▶ **Task to complete**: In the entries below, the line with "Place a point on every instance of the dark" marks the start. Return it and every following line exactly, ending with the last.

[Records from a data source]
____

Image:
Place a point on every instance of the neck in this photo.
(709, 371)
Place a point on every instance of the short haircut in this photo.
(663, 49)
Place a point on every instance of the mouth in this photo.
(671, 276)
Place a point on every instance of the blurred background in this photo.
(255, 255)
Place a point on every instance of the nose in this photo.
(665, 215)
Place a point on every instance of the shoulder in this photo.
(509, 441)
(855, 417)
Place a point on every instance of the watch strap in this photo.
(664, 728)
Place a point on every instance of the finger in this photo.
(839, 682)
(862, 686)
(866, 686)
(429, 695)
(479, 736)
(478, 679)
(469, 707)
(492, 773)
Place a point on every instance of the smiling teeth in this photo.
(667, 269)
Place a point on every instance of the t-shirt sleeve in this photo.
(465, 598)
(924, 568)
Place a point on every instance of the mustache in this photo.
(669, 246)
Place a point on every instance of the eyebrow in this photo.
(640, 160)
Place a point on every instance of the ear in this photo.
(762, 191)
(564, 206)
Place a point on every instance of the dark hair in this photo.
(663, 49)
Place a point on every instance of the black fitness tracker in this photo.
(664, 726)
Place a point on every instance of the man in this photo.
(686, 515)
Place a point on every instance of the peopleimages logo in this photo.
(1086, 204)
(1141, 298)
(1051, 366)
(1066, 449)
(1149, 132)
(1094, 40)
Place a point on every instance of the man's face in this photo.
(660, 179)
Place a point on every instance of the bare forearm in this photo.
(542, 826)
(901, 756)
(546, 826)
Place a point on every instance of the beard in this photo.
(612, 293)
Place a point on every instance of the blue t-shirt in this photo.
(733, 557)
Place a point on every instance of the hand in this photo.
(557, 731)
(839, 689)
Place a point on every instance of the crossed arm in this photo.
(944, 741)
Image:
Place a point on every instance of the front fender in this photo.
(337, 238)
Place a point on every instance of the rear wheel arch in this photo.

____

▶ **Task result**:
Place a point on every instance of the dark hair in this photo.
(663, 49)
Place a point on every instance of the black fitness tracker in this photo.
(664, 726)
Place a point on every instance of the man in this photo.
(686, 515)
Place a point on every instance of the peopleimages logo in this photo.
(1086, 204)
(1141, 298)
(1051, 366)
(1066, 449)
(1149, 132)
(1094, 40)
Place a point on every instance of the man's face in this photo.
(660, 179)
Place a point on every instance of the bare forearm in this photo.
(542, 826)
(901, 756)
(546, 826)
Place a point on every instance of the beard in this photo.
(612, 293)
Place a point on every instance of the blue t-shirt in this photo.
(733, 557)
Place a point on every instance of the hand in this photo.
(557, 731)
(839, 689)
Place a point on every instance of the crossed arm in this photo.
(944, 741)
Image:
Place a point on every instance of the front fender in this photo.
(337, 238)
Place a point on every instance of the rear wheel arch in this photo.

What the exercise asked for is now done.